### PROBLEM REQUIREMENTS
Rescale the material below by reproducing every line in full, wording included, with each point coordinate in the answers multiplied by 2.45 and rounded to the nearest whole number, halves rounding up.

### RAW RECORDS
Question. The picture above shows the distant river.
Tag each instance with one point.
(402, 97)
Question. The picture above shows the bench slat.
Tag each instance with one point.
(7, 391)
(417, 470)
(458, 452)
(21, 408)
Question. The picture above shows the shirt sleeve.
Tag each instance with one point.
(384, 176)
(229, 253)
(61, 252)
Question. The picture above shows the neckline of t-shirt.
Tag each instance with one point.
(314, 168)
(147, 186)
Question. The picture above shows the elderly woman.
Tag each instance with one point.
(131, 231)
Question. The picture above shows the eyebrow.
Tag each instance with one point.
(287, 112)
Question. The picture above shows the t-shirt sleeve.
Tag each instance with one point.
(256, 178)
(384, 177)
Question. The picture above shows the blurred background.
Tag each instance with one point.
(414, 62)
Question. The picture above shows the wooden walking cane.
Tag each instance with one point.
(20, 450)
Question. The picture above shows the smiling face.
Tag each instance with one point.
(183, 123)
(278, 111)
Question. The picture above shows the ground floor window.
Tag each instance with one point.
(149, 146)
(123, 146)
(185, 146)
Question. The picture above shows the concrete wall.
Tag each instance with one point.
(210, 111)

### RESPONSE FOR THIS EXERCISE
Question. The picture above shows the distant river.
Tag each instance with one point.
(985, 238)
Question. The picture above shows the bench slat.
Tag each instance with one point.
(17, 958)
(1022, 1152)
(1122, 1107)
(51, 1000)
Question. The picture above shows the shirt sleeve.
Tag each instance with one point.
(941, 431)
(561, 620)
(149, 617)
Question. The picture above shows the neckline of t-shirt.
Tag each instance with one point.
(769, 412)
(360, 456)
Question. The picture above shows the elderly woman.
Tag each instance with one point.
(321, 566)
Question. The picture above shows the eyebrow.
Tag each instance with one point.
(703, 274)
Question. The picture above shows the t-shirt sleeve.
Tag each instance with one point.
(627, 436)
(941, 434)
Question. The picture above shows the blurred background.
Tag each instance with one point.
(1014, 152)
Question. The picture above shows the wooden walking cane.
Tag each instance with one point.
(49, 1103)
Question. The picture above shows the smiling face.
Tag each instance with one point.
(448, 301)
(681, 272)
Question. The picture above shows the ground floor window.
Tag each instance with one point.
(365, 358)
(301, 358)
(453, 358)
Question. The picture above shows the concrete wall.
Tag each instance with one point.
(515, 272)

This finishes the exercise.